### Data records

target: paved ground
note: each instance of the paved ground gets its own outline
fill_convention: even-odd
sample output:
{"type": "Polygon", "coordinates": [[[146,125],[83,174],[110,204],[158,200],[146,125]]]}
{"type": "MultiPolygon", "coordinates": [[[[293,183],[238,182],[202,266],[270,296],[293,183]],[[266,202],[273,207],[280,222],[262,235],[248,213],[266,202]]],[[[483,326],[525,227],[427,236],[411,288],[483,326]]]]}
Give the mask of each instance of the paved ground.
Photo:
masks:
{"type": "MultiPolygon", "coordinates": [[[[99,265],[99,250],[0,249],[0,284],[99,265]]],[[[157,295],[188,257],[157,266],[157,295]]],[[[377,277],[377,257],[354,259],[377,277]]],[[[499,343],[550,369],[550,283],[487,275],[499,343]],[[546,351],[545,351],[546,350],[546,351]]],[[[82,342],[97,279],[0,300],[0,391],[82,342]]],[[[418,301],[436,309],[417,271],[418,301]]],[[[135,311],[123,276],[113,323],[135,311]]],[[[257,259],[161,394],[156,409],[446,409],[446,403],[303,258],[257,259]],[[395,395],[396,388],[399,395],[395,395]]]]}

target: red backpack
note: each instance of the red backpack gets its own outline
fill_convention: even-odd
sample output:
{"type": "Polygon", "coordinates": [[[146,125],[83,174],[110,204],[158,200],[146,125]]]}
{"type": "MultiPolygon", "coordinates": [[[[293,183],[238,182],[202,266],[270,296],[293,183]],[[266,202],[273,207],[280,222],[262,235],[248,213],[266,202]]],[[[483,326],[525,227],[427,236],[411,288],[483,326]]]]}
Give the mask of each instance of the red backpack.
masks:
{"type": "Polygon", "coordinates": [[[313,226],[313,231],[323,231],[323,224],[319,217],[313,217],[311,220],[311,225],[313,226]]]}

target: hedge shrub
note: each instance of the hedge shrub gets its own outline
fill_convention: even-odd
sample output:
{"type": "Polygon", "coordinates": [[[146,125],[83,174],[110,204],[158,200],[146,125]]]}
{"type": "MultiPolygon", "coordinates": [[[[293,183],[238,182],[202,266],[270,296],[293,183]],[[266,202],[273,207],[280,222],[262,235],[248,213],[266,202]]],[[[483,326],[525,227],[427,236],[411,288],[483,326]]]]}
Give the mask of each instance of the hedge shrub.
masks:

######

• [How to complete this task]: For the span from the line containing "note: each instance of the hedge" through the last line of the entries above, transcribe each line exactly and leave out everything else.

• [Answer box]:
note: each instance of the hedge shrub gets its own outline
fill_convention: even-odd
sample output:
{"type": "Polygon", "coordinates": [[[146,125],[83,174],[110,204],[158,200],[146,125]]]}
{"type": "MultiPolygon", "coordinates": [[[[293,183],[238,182],[202,266],[270,296],[293,183]],[[266,202],[273,207],[280,222],[262,235],[248,213],[266,202]]],[[[483,326],[525,227],[427,236],[411,288],[483,326]]]]}
Give the mask of each instance of the hedge shrub.
masks:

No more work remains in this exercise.